■ Trecho para leitura ■
A relação entre Ace Attorney e a ópera

Há mais coisas entre a franquia dos tribunais e o espetáculo musical do que poderíamos supor.

em 29/05/2019

Phoenix Wright: Ace Attorney é um jogo lançado originalmente em 12 de outubro 2001 para GBA. Sua estreia ficou restrita ao Japão, a exemplo de seus dois sucessores, Phoenix Wright: Ace Attorney - Justice for All e Phoenix Wright: Ace Attorney - Trials and Tribulations. Porém, a partir de 2005, o público do Ocidente pôde conhecer melhor o universo dessa série com o lançamento de um remake do primeiro jogo para Nintendo DS na América do Norte. Desde então, os jogadores deste lado do mundo receberam a maioria das aventuras do advogado de terno azul, com exceção de alguns spin-offs.


Sem dúvidas, estão entre os pontos altos da franquia o carisma dos personagens e o enredo dos casos; no entanto, há um fator essencial que torna vários momentos da narrativa mais marcantes em nossa memória: a música. Sem ela, a experiência geral com os jogos de Ace Attorney certamente seriam bem menos emocionantes. Essa ligação com a música remete bastante à ópera, gênero teatral surgido no século XVI. Mas como obras separadas por tantos anos podem ter alguma ligação?

Dramas musicais

A ópera se assemelha bastante ao teatro, utilizando vários elementos presentes neste, como a cenografia, a atuação e o roteiro, mas a grande diferença é o extenso uso da música, que acompanha toda a história do início ao fim. Em geral, os diálogos também costumam ser cantados ao invés de falados. Por ter se originado na Itália, muitas óperas são encenadas em italiano ou latim, mas há diversas exceções a essa regra. De qualquer modo, a música está sempre permeando a obra, seja através do instrumental da orquestra, do coro dos coadjuvantes ou da ária (canção solo) dos protagonistas. Inclusive, os personagens são classificados segundo o timbre de suas vozes, o que demonstra a importância do canto para a ópera, já que cada ator precisa ter um tipo vocal certo para participar do espetáculo.

A franquia Ace Attorney sempre investiu mais em elementos de enredo do que na jogabilidade em si, ainda que tenha implementado algumas novidades ao longo dos anos, como a Magatama do Phoenix, o bracelete do Apollo e o Mood Matrix da Athena. Porém, a fórmula básica dos jogos não sofreu nenhuma alteração desde sua estreia e, mesmo assim, ela não se tornou repetitiva com o tempo. Isso se deve, é claro, aos lançamentos espaçados, que ajudaram a não desgastar a série, mas também podemos atribuir a boa manutenção dos títulos aos enredos peculiares de cada caso (embora todos se tratem de defender alguém de uma acusação de assassinato), aos personagens bem construídos e à trilha sonora sempre atualizada.

■ Tarefas do exercício ■
- a) Transcreva, do artigo sobre Ace Attorney e a ópera, o trecho que começa com as palavras "Sem dúvidas, estão" e termina com "ter alguma ligação?".
- b) Diga se cada afirmação abaixo está de acordo com o artigo sobre Ace Attorney e a ópera, respondendo sim ou não e citando literalmente as palavras do texto que decidem a questão.
(i) O primeiro jogo da série foi lançado originalmente para Nintendo DS.
(ii) A ópera teve origem na Itália.
(iii) A fórmula básica dos jogos mudou bastante desde a estreia da franquia.
- c) Escreva a continuação do artigo sobre Ace Attorney e a ópera a partir do ponto em que ele para.

■ Dados de anotação de localização de objetos ■
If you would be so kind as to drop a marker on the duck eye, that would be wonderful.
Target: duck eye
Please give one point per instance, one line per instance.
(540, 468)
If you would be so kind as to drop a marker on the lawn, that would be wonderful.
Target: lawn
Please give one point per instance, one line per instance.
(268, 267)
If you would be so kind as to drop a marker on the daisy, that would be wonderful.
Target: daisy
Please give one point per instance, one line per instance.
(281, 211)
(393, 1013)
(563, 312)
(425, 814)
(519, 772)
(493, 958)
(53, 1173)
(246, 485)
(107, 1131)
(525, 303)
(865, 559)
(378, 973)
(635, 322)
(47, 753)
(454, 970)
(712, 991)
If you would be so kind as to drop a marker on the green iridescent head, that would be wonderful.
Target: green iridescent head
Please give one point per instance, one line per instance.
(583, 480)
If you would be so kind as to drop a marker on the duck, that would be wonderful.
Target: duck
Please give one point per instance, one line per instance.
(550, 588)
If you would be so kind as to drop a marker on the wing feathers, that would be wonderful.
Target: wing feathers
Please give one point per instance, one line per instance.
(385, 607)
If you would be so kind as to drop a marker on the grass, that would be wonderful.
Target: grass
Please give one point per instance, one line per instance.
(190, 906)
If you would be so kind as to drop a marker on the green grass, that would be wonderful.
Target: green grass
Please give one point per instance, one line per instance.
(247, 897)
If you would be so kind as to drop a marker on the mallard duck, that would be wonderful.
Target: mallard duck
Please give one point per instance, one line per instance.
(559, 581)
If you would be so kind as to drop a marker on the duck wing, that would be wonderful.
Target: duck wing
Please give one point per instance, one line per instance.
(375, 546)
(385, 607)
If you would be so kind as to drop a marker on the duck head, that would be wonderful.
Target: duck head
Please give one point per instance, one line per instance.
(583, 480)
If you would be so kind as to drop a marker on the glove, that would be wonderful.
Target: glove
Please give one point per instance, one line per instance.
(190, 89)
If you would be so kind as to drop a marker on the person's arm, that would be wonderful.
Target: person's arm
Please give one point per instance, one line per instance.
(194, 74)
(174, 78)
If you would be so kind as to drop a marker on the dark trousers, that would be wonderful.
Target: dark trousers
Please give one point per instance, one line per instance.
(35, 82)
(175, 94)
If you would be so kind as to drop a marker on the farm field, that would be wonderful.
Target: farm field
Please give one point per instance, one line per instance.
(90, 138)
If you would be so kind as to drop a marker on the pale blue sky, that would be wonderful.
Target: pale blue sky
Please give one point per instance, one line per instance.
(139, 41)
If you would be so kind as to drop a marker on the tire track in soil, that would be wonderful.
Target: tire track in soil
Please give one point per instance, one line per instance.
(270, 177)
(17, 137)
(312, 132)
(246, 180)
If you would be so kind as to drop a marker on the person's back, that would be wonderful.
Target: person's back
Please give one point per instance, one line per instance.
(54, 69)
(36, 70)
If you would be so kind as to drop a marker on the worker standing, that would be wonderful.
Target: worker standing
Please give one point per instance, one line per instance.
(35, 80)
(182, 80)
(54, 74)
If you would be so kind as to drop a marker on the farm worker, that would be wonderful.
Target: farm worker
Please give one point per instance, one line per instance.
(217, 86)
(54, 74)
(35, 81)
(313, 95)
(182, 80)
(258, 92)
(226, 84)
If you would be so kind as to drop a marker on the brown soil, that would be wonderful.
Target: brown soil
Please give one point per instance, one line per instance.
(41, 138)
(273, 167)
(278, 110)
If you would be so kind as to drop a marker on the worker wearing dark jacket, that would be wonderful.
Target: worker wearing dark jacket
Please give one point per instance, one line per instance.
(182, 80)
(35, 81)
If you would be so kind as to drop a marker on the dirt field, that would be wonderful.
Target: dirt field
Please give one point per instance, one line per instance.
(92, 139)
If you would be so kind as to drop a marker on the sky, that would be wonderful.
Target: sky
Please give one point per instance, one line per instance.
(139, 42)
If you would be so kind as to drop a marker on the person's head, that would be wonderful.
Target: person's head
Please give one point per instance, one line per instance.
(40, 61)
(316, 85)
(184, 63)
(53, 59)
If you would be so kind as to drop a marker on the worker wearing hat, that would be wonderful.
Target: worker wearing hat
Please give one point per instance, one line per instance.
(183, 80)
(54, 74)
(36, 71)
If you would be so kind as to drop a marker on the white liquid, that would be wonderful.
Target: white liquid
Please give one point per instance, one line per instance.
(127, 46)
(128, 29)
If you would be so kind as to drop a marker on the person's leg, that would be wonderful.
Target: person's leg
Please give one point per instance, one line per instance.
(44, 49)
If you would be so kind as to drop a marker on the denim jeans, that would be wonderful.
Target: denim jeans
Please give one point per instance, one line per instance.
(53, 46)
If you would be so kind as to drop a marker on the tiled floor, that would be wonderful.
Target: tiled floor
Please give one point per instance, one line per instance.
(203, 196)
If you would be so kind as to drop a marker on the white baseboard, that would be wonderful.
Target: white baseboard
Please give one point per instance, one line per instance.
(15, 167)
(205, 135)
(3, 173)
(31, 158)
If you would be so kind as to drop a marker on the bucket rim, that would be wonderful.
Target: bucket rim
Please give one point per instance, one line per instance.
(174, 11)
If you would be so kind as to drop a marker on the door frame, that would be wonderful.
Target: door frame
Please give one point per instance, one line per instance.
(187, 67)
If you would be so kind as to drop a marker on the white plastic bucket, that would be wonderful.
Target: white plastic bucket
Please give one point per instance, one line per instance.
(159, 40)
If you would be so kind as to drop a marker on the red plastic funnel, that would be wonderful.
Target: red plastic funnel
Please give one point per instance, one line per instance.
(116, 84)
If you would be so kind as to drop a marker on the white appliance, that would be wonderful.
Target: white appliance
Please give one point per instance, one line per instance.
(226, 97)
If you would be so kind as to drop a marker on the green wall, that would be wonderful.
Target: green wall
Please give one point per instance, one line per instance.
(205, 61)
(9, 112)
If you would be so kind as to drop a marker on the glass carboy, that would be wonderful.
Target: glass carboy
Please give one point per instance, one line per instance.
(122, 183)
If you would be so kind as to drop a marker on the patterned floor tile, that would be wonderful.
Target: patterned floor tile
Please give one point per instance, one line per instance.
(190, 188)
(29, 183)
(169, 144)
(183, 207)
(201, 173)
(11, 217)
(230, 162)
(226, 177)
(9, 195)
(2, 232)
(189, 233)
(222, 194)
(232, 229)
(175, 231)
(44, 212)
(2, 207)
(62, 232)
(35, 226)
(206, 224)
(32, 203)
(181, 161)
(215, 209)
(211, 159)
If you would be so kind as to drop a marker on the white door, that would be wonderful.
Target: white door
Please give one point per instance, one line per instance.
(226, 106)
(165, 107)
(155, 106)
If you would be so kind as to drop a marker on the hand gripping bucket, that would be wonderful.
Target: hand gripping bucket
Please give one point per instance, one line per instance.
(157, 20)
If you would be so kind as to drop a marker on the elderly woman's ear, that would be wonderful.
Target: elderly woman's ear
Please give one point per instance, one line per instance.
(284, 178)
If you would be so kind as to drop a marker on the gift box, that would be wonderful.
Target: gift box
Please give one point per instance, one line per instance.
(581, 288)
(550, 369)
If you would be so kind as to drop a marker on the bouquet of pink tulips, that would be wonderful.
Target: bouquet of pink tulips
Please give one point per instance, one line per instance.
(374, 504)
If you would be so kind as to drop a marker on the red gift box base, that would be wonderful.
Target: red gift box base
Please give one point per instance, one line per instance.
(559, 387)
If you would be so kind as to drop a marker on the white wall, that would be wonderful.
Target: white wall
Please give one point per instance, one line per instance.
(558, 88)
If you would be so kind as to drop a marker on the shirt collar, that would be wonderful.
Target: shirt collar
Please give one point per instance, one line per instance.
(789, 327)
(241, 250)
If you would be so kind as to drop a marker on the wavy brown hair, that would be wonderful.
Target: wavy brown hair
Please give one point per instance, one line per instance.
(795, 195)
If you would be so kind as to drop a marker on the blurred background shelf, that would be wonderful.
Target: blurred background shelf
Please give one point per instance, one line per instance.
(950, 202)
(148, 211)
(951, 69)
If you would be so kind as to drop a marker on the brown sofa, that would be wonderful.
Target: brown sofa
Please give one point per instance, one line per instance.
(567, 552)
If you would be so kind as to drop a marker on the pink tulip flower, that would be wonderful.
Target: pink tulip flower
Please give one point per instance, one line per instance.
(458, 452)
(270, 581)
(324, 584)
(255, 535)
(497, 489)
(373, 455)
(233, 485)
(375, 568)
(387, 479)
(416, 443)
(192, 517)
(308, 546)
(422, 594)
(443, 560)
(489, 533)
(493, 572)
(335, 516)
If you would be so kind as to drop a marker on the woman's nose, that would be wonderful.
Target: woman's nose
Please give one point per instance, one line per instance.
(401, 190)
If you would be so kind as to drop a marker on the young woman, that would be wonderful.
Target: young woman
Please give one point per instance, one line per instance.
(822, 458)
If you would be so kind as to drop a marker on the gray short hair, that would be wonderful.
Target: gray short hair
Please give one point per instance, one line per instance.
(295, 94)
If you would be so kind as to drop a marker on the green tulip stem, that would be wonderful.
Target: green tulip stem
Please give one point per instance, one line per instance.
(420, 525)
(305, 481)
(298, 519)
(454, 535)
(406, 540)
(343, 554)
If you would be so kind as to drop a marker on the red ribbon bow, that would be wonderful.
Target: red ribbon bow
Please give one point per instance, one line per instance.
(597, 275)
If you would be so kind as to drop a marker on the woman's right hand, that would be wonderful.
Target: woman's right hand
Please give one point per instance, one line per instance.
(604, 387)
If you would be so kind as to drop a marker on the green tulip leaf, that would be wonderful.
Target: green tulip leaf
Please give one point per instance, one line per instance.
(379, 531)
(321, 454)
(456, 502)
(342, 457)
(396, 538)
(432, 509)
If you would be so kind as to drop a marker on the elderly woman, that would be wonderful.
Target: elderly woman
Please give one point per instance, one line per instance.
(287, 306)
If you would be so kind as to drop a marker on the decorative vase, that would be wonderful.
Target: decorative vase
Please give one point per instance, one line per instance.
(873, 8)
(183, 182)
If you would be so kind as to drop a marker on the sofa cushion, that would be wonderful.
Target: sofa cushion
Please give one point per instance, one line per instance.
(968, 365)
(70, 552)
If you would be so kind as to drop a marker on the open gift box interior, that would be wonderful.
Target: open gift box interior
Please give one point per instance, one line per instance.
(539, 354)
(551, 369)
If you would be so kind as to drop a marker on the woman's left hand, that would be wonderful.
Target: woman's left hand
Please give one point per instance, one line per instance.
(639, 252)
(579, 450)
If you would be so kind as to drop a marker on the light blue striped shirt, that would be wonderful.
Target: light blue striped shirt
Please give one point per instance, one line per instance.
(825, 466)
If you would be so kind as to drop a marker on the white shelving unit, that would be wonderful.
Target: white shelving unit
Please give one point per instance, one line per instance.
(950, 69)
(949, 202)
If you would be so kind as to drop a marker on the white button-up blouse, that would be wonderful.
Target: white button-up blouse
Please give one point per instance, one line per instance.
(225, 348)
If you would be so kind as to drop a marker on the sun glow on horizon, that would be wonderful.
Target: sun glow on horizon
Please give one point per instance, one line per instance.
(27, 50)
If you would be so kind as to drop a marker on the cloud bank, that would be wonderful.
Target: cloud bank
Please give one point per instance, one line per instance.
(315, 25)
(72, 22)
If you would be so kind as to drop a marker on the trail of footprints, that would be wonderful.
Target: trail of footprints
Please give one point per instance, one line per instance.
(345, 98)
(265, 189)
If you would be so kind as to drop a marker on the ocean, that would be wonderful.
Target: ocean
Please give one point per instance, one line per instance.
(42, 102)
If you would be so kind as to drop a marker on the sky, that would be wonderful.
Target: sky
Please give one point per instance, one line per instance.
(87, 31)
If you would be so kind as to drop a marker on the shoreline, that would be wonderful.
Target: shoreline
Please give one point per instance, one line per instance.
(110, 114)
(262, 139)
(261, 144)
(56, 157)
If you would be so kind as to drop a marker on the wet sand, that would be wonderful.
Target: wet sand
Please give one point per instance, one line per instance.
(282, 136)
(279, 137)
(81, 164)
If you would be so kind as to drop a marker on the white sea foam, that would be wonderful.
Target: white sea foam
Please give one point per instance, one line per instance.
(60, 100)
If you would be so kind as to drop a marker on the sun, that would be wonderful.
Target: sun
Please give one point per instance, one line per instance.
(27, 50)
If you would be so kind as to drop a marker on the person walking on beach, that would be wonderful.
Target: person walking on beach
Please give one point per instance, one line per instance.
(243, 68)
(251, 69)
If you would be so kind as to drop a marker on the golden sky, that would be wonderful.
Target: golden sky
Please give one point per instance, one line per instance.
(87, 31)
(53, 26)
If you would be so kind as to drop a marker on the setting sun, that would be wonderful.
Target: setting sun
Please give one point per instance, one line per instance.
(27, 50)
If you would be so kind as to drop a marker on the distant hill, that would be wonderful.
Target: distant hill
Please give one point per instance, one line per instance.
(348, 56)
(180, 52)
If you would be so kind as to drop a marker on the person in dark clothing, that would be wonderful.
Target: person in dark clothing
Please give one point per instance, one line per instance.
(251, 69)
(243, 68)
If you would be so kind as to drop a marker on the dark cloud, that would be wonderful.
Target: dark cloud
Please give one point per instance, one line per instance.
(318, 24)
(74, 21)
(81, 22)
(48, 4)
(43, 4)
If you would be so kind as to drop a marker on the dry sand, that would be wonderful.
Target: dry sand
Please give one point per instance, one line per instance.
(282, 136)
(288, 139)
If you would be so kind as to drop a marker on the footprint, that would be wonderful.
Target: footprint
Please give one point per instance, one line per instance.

■ Resultados das tarefas ■
- a)
Sem dúvidas, estão entre os pontos altos da franquia o carisma dos personagens e o enredo dos casos; no entanto, há um fator essencial que torna vários momentos da narrativa mais marcantes em nossa memória: a música. Sem ela, a experiência geral com os jogos de Ace Attorney certamente seriam bem menos emocionantes. Essa ligação com a música remete bastante à ópera, gênero teatral surgido no século XVI. Mas como obras separadas por tantos anos podem ter alguma ligação?

- b)
(i) Não: "lançado originalmente em 12 de outubro 2001 para GBA".
(ii) Sim: "Por ter se originado na Itália".
(iii) Não: "a fórmula básica dos jogos não sofreu nenhuma alteração desde sua estreia".

- c)
Todo jogo possui novas melodias para lugares já bem conhecidos pelos jogadores, como a sala de espera do tribunal e a cadeia: isso ajuda a manter a singularidade de cada capítulo da franquia. Até mesmo as músicas que se repetem em outros títulos, como o tema da Maya e do Steel Samurai, recebem outra versão, sinalizando que há algo diferente naquele lugar ou personagem desde a última vez que o vimos. Assim, é inegável a importância que a música tem para Ace Attorney, sendo um recurso amplamente utilizado pelos desenvolvedores para criar a atmosfera de cada momento, além de soprar um ar de novidade na série. Não existe ópera sem orquestra, assim como é impossível imaginar um jogo de Phoenix Wright sem suas icônicas melodias.
Um dos locais mais visitados pelos jogadores


Memória musical

Houve uma grande produção operística na Europa entre os séculos XVII e XIX, sobretudo na Itália, Alemanha e França, as principais expoentes dessas obras. A partir do século XX, o advento do cinema, rádio e outras tecnologias de comunicação relegou a ópera ao segundo plano, tornando-a cada vez menos popular e relevante no meio artístico. Mesmo assim, deixou um importante legado para o mundo, com histórias que foram adaptadas para as telonas e que serviram de inspiração para vários desenhos, como é o caso de “O Barbeiro de Sevilha”, composta por Gioachino Rossini. Umas das árias mais famosa dessa ópera, “Largo al Factotum”, se tornou popular no senso comum graças às paródias feitas por Pernalonga e Pica Pau, as quais certamente marcaram a infância de várias pessoas.

O original:

A paródia:

Um aspecto que segue sendo usado até hoje é o conceito de leitmotiv (motivo condutor). Essa técnica foi usada pela primeira vez por Richard Wagner, um dos mais famosos compositores alemães, em “O Holandês Voador”, e continuou presente em todas as óperas posteriores do artista. Consiste, basicamente, na utilização de temas que tocam sempre que um personagem ou assunto surgem na trama, criando, desse modo, uma associação entre aquela melodia e a passagem encenada.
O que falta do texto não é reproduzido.